# [Exercise goal]
Convert the records below into a Markdown table with the columns Row and Line, giving each line its own row number and omitting any blank lines.

# [Given records]
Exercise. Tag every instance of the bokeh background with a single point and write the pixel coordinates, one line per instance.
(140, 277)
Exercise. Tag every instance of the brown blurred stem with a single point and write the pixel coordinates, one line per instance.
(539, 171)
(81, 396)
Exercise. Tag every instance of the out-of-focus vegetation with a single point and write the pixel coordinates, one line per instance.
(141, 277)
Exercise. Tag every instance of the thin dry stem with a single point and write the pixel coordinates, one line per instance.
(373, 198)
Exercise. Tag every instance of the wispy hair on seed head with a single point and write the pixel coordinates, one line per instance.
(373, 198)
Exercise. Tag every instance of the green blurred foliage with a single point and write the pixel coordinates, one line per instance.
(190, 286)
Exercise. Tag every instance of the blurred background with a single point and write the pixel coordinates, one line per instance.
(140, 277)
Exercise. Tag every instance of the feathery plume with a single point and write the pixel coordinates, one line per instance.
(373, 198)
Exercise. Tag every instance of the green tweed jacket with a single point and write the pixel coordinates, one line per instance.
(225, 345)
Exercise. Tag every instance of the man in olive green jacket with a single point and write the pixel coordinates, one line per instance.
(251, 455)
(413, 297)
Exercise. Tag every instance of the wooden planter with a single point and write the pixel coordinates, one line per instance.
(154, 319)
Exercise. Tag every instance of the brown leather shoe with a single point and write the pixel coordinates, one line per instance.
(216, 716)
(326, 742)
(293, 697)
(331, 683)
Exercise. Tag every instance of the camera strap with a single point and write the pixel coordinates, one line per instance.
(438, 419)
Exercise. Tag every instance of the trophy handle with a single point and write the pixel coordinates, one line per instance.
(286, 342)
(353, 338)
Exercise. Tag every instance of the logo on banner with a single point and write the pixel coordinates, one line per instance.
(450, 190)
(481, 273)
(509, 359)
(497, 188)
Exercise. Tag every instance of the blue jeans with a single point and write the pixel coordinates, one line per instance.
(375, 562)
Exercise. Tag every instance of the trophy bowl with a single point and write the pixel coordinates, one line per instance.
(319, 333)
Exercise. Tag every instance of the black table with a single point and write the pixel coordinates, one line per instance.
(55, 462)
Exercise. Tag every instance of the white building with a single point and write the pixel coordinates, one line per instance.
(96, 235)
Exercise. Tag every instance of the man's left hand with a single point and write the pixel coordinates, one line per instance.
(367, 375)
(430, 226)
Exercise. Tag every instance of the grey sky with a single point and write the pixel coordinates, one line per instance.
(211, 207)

# [Output for this task]
| Row | Line |
|---|---|
| 1 | Exercise. Tag every instance of the bokeh background with a single point and write the pixel coordinates, one line per instance. |
| 2 | (140, 277) |
| 3 | Exercise. Tag every instance of the brown blurred stem with a single point and write the pixel coordinates, one line per instance. |
| 4 | (539, 171) |
| 5 | (81, 396) |
| 6 | Exercise. Tag every instance of the out-of-focus vegetation with a single point and write the pixel coordinates, one line per instance. |
| 7 | (141, 277) |
| 8 | Exercise. Tag every instance of the thin dry stem with a single point and write the pixel coordinates, one line per instance. |
| 9 | (373, 198) |
| 10 | Exercise. Tag every instance of the wispy hair on seed head with a single point and write the pixel coordinates, one line per instance. |
| 11 | (373, 198) |
| 12 | Exercise. Tag every instance of the green blurred foliage with a single point and write the pixel coordinates, one line per instance. |
| 13 | (190, 286) |
| 14 | Exercise. Tag every instance of the blurred background with a single point and write the pixel coordinates, one line per instance. |
| 15 | (140, 277) |
| 16 | Exercise. Tag every instance of the feathery plume with a single point and write the pixel coordinates, one line per instance. |
| 17 | (373, 198) |
| 18 | Exercise. Tag every instance of the green tweed jacket with a single point and write the pixel coordinates, one line per instance. |
| 19 | (225, 345) |
| 20 | Exercise. Tag every instance of the man in olive green jacket with a single point and write the pixel coordinates, one line per instance. |
| 21 | (251, 455) |
| 22 | (413, 297) |
| 23 | Exercise. Tag every instance of the wooden planter with a single point and write the pixel coordinates, one line per instance. |
| 24 | (154, 319) |
| 25 | Exercise. Tag every instance of the brown leather shoe with a single point and write the pixel coordinates, one line per instance. |
| 26 | (216, 716) |
| 27 | (326, 742) |
| 28 | (293, 697) |
| 29 | (331, 683) |
| 30 | Exercise. Tag every instance of the camera strap with a single point and write the pixel coordinates, one line per instance. |
| 31 | (438, 419) |
| 32 | Exercise. Tag every instance of the trophy handle with a single point and write the pixel coordinates, one line per instance. |
| 33 | (286, 342) |
| 34 | (353, 338) |
| 35 | Exercise. Tag every instance of the logo on banner with a single point and write the pixel coordinates, one line per instance. |
| 36 | (450, 190) |
| 37 | (481, 273) |
| 38 | (509, 359) |
| 39 | (497, 188) |
| 40 | Exercise. Tag every instance of the blue jeans with a single point and write the pixel coordinates, one line per instance. |
| 41 | (375, 562) |
| 42 | Exercise. Tag every instance of the trophy bowl with a single point and write the pixel coordinates, one line per instance. |
| 43 | (319, 333) |
| 44 | Exercise. Tag every instance of the black table with a single point and write the pixel coordinates, one line per instance. |
| 45 | (55, 462) |
| 46 | Exercise. Tag every instance of the white building with a single point and write the pixel coordinates, one line per instance. |
| 47 | (96, 235) |
| 48 | Exercise. Tag every instance of the man's left hand with a single point and write the pixel coordinates, one line per instance. |
| 49 | (367, 375) |
| 50 | (430, 226) |
| 51 | Exercise. Tag every instance of the grey sky with a single point and write the pixel coordinates, one line per instance. |
| 52 | (211, 207) |